### Objectifs
[1] D'après le texte sur les inondations de la Senne, combien de mètres cubes par seconde le déversoir d'Anderlecht peut-il rejeter dans le canal ?
[2] Renvoyez à l'identique le passage du texte sur les inondations de la Senne qui commence aux mots « Et c'est ainsi, amis » et s'arrête après les mots « maintenant au fait. ».

### Extrait du texte
########

_Serons-nous encore inondés ?_

Sur le coup de mnidi, entrait, il y a quelques jours, dans mon bureau, la souriante figure de notre Chef du Personnel.

- Il me faudrait un chroniqueur pour le prochain numéro de notre gazette, me dit-il. Comme Monsieur FAYT est actuellement surchargé par la remise en marche partielle de la filature A dans des délais très courts, il vous cèdera volontiers la plume.

- C'est avec plaisir que je l'accepte, mais quel sujet osez-vous me confier ?

- Dans ce domaine, me répondit Mr Willems, vous avez la liberté absolue.

Or,le hasard fit qu'au moment de cette visite, Monsieur DEHOMBREUX et moi étions occupés à compulser toute une série de documents qui avaient trait aux inondations, aux débits de la Senne et aux travaux en cours sur celle-ci à Lembecq.

- Eh bien ! dis-je alors, pourquoi ne prendrais-je pas ce sujet ?

Et c'est ainsi, amis lecteurs et habitants de la vallée, que les circonstances m'ont amené à vous parler de ces désastreuses inondations qui, sans aucun profit pour quiconque, ont déjà coûté quelques millions à la collectivité.

Venons-en maintenant au fait.

Comme vous l'aurez déjà lu dans la presse, le cours de la Senne, dans sa traversée de Bruxelles, doit être détourné vers l' Ouest entre la gare du Midi et la gare de Schaerbeek.

La désaffectation des anciens pertuis situés sous les boulevards reliant le Nord au Midi permettra notamment l'exploitation “en souterrain” des tramways reliant ces deux gares.

Or, pour des raisons que nous ignorons, le nouveau pertuis n'a été calculé que pour absorber 60 m3 par seconde alors que Senne et Sennette, qui se marient près des trois étangs de décantation qu'apprécient tant nos pêcheurs à la ligne, charrient ensemble, lors des plus forte crues, 150 m3 toutes les secondes.(les mesures relevées par l'usine au cours d'une des dernières inondations donnaient environ 60 m3 pour chacune des rivières).

Au risque donc de créer des inondations catastrophiques entre Bruxelles et Hal,il fallait, par un moyen quelconque, évacuer 150-60 = 90 m3 par seconde.

Il existe déjà à Anderlecht, à l'endroit dénommé “Aa”, un premier déversoir capable de rejeter dans le canal 24 m3 par seconde. Il reste donc un excédent de 90 - 24= 66 m3.

Un second déversoir existe en fait, depuis bon nombre d'années, derrière le vieux château de Lembecq, mais il a été tellement mal étudié qu'il n'a jamais pu être utilisé, car son ouverture eut suffi à ensabler en une crue le fond du canal de Charleroi.

L'étude de cette question dut donc être complètement remaniée et il fut, cette fois, procédé en laboratoire à des essais concluants sur modèle réduit.

########

### Extraits des données
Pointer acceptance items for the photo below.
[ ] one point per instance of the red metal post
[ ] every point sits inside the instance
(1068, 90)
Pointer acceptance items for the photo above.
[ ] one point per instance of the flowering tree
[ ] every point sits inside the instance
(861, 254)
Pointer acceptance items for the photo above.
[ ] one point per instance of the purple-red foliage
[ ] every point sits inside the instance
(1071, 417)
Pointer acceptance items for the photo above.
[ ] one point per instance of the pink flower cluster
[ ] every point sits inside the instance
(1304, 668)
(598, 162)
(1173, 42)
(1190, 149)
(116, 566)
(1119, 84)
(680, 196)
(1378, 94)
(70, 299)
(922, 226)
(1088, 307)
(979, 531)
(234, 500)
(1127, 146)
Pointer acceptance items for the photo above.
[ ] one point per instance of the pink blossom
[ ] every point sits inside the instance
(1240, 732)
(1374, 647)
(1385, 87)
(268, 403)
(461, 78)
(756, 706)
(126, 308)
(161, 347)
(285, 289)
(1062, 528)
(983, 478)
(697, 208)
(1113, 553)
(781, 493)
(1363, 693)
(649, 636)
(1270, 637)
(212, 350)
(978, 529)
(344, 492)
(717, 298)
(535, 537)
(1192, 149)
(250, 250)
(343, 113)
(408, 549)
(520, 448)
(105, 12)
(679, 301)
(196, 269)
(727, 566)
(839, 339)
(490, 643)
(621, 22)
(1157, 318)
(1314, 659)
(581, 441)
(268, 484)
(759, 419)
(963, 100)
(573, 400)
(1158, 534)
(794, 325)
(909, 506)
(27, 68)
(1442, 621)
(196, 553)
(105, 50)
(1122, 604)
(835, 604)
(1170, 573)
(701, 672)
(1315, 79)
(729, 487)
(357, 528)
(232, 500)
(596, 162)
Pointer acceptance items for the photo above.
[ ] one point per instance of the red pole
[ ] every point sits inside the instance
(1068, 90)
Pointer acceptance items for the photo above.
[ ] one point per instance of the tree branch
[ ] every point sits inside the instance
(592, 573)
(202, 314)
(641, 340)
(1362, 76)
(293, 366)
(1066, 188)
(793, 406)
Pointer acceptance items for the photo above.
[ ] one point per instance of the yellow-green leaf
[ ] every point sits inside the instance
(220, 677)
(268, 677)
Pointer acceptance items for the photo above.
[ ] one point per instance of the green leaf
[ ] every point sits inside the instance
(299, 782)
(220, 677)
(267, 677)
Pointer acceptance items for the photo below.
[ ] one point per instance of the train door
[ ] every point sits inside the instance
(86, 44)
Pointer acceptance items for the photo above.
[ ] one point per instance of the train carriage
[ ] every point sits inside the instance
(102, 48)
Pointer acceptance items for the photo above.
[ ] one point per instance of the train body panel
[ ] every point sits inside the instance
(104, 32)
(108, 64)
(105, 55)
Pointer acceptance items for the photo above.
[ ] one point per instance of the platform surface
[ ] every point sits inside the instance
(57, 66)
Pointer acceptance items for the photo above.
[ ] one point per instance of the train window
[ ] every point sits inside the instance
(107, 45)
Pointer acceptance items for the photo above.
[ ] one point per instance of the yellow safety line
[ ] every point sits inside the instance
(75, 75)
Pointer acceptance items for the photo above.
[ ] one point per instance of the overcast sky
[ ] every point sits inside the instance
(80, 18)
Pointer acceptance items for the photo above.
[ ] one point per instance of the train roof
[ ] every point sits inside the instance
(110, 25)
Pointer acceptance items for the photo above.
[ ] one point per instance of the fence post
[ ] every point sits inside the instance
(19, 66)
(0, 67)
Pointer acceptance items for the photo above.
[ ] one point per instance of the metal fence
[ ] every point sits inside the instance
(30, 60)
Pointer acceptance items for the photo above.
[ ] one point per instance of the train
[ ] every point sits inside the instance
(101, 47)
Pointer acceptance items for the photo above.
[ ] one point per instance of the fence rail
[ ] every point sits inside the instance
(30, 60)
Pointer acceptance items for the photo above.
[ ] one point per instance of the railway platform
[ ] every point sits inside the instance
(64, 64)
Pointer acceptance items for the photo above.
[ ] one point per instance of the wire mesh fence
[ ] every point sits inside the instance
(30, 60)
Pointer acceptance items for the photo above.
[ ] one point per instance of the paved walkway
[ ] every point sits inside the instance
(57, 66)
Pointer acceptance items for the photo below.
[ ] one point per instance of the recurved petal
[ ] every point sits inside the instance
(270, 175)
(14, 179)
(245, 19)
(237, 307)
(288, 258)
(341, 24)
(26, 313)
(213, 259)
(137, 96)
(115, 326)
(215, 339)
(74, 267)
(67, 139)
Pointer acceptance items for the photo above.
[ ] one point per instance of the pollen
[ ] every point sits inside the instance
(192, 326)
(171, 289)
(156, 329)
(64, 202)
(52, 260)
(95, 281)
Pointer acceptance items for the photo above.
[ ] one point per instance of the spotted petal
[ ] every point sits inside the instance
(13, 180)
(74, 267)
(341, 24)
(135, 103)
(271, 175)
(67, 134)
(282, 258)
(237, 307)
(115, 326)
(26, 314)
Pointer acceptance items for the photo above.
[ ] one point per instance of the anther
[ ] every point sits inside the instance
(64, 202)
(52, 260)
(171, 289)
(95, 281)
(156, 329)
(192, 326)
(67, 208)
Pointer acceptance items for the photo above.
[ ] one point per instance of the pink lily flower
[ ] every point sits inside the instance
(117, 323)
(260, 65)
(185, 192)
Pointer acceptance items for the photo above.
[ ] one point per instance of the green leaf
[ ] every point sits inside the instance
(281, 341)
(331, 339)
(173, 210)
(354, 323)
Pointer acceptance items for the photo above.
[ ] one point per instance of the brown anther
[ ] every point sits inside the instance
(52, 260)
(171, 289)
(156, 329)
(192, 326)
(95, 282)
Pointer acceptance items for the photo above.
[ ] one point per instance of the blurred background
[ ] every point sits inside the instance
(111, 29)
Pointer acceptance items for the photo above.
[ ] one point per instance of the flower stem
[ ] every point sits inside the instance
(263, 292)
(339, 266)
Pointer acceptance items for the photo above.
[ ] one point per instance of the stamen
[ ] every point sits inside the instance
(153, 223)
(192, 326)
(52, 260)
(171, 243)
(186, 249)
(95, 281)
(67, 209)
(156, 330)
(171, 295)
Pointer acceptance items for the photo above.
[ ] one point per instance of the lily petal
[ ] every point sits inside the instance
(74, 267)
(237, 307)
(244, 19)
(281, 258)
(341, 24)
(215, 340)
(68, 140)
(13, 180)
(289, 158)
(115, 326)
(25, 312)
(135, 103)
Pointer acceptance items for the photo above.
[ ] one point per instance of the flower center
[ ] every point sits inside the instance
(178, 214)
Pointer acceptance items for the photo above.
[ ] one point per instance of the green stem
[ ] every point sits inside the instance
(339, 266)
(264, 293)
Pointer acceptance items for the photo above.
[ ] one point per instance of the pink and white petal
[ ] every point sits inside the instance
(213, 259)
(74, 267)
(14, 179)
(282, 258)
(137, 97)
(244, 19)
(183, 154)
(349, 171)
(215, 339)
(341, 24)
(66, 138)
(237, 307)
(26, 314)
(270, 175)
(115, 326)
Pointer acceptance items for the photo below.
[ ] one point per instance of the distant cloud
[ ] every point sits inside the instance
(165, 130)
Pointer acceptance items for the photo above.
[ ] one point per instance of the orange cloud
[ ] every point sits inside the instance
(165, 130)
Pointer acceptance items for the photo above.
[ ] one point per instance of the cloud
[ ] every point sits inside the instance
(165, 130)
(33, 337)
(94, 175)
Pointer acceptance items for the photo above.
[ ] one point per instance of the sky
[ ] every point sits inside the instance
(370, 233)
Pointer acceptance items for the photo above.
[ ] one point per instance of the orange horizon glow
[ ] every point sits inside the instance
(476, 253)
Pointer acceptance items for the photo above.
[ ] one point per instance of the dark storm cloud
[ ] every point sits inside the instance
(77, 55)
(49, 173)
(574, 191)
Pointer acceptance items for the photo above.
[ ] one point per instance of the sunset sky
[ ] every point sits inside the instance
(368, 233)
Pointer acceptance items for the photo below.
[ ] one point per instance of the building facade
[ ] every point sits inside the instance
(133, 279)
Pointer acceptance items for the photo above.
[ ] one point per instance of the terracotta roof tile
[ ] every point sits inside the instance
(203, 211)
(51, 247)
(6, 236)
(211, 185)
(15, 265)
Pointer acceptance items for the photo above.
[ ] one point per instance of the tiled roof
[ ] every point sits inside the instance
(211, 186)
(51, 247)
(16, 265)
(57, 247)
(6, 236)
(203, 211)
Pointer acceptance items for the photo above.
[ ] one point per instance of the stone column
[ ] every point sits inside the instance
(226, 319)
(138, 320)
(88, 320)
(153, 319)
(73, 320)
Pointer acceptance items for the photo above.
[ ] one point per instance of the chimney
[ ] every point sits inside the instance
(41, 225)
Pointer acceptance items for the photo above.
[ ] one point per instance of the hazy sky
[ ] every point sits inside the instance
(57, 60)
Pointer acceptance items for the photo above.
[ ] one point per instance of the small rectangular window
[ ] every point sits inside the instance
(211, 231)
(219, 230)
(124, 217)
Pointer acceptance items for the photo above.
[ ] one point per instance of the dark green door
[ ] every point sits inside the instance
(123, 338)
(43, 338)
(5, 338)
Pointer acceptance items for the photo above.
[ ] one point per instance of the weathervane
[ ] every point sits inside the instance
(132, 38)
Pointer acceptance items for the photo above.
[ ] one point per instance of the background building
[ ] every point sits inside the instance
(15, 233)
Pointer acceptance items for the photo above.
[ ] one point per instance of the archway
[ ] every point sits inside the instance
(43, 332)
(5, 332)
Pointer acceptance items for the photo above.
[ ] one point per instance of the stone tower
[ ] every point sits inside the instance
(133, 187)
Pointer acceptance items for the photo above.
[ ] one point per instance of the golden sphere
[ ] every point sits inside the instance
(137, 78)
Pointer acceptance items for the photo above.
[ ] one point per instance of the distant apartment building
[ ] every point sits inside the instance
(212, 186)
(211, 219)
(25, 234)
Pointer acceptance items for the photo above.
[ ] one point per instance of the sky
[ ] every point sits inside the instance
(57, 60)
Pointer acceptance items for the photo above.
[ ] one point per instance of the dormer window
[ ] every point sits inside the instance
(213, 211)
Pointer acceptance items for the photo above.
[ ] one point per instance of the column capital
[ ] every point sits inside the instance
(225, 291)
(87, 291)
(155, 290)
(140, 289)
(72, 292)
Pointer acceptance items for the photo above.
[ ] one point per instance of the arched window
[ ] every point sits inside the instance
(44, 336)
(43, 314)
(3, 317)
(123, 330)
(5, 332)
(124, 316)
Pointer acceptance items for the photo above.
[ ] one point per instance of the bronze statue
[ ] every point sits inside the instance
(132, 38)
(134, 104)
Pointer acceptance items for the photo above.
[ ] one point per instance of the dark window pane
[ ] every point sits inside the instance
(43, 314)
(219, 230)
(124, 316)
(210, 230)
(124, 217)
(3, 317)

########

### Réponses par tâche
[1] 24 m3 par seconde.

[2]
Et c'est ainsi, amis lecteurs et habitants de la vallée, que les circonstances m'ont amené à vous parler de ces désastreuses inondations qui, sans aucun profit pour quiconque, ont déjà coûté quelques millions à la collectivité.

Venons-en maintenant au fait.